Transcribe the records in their entirety, exactly as given.
____________
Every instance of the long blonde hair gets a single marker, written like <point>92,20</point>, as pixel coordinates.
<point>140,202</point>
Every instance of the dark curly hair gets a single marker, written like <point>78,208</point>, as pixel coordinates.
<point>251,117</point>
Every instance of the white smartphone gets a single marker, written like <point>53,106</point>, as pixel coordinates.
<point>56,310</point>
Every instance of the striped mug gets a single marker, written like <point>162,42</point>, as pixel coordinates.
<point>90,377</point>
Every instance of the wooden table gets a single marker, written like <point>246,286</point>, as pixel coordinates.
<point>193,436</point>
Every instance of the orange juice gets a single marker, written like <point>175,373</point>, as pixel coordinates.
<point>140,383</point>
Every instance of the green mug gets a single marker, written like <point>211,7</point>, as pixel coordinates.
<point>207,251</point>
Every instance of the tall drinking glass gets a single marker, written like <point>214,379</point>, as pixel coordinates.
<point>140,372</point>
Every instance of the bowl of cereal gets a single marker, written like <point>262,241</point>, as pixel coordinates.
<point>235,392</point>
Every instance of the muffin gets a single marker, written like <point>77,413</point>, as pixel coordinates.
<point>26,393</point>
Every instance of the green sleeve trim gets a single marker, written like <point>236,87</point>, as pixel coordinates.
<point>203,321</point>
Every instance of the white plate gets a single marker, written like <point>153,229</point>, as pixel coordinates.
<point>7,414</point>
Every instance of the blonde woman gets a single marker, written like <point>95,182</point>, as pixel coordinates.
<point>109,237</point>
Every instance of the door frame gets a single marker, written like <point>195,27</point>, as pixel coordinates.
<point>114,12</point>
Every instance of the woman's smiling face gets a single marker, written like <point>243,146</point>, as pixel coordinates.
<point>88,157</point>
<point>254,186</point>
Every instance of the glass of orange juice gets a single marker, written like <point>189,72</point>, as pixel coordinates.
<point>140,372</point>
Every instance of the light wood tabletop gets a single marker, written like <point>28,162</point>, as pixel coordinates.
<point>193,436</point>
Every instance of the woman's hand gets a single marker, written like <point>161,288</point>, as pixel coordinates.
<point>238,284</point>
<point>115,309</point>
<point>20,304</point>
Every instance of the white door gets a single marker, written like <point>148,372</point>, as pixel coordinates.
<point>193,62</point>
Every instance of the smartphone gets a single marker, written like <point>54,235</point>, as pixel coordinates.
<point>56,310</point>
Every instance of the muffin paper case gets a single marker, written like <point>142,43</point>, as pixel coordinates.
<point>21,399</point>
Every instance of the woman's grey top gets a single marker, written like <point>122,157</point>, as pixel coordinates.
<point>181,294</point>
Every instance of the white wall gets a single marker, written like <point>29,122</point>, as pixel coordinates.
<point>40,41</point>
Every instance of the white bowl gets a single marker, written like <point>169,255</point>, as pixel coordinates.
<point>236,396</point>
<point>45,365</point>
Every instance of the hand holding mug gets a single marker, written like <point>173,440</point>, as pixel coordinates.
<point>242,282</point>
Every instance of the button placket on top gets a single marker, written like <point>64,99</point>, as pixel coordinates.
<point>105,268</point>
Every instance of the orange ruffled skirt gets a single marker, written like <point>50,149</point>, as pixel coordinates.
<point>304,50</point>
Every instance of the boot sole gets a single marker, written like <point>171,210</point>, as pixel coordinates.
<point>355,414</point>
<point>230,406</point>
____________
§ **Exercise output**
Every instance of the long blonde hair gets a single marker, written like <point>92,20</point>, as pixel coordinates.
<point>140,202</point>
Every instance of the dark curly hair gets a single marker, written like <point>78,208</point>, as pixel coordinates.
<point>251,117</point>
Every instance of the white smartphone gets a single marker, written like <point>53,106</point>, as pixel coordinates.
<point>56,310</point>
Every instance of the striped mug gets a single marker, written like <point>162,42</point>, as pixel coordinates.
<point>90,377</point>
Every instance of the wooden table gets a single marker, written like <point>246,286</point>, as pixel coordinates.
<point>193,436</point>
Every instance of the orange juice gets a single marker, written like <point>175,373</point>, as pixel coordinates.
<point>140,383</point>
Every instance of the green mug gets a single marker, written like <point>211,7</point>, as pixel coordinates.
<point>207,251</point>
Every instance of the tall drinking glass gets a single marker, written like <point>214,379</point>, as pixel coordinates.
<point>140,372</point>
Every instance of the bowl of cereal gets a single marker, written like <point>262,241</point>, as pixel coordinates.
<point>235,392</point>
Every instance of the muffin gets a single marker, written like <point>77,413</point>, as pixel coordinates.
<point>26,393</point>
Every instance of the green sleeve trim gets a single marker, written like <point>236,87</point>, as pixel coordinates.
<point>203,321</point>
Every instance of the white plate gets a single marker, written like <point>153,229</point>, as pixel coordinates.
<point>7,414</point>
Every instance of the blonde woman gets a single marker, written like <point>95,182</point>, as pixel coordinates.
<point>109,237</point>
Every instance of the door frame gets a single marker, written like <point>195,27</point>, as pixel coordinates.
<point>114,12</point>
Every instance of the woman's smiling face gets a single marker, written like <point>243,146</point>, as pixel coordinates.
<point>88,157</point>
<point>254,186</point>
Every instance of the glass of orange juice gets a single marker, written like <point>189,72</point>, as pixel coordinates.
<point>140,372</point>
Every instance of the light wood tabletop gets a single marker, written like <point>28,162</point>, as pixel coordinates.
<point>193,436</point>
Every instance of the woman's hand gets a single marker, written like <point>161,288</point>, as pixel coordinates.
<point>238,284</point>
<point>115,309</point>
<point>20,304</point>
Every instance of the white door gets a single marker, written like <point>148,372</point>, as pixel coordinates.
<point>193,62</point>
Every instance of the smartphone gets a single marker, written like <point>54,235</point>, as pixel coordinates.
<point>56,310</point>
Every instance of the muffin paper case gets a single marker, written like <point>142,43</point>, as pixel coordinates.
<point>21,399</point>
Every instance of the woman's grey top gets a single marker, written like <point>122,157</point>, as pixel coordinates.
<point>181,294</point>
Every instance of the white wall gets a single marker, written like <point>29,122</point>, as pixel coordinates.
<point>40,41</point>
Every instance of the white bowl gets a single marker, written like <point>169,255</point>, as pixel coordinates.
<point>236,396</point>
<point>45,365</point>
Every instance of the hand holding mug gets a single marker, written like <point>173,440</point>, as pixel coordinates.
<point>242,282</point>
Every instance of the button placket on top gets a single marker, written like <point>64,99</point>, as pixel coordinates.
<point>105,268</point>
Every instance of the orange ruffled skirt gets a single marker, written like <point>50,149</point>, as pixel coordinates.
<point>304,50</point>
Every instance of the boot sole gets a single marker, written like <point>171,210</point>, as pixel coordinates.
<point>355,414</point>
<point>230,406</point>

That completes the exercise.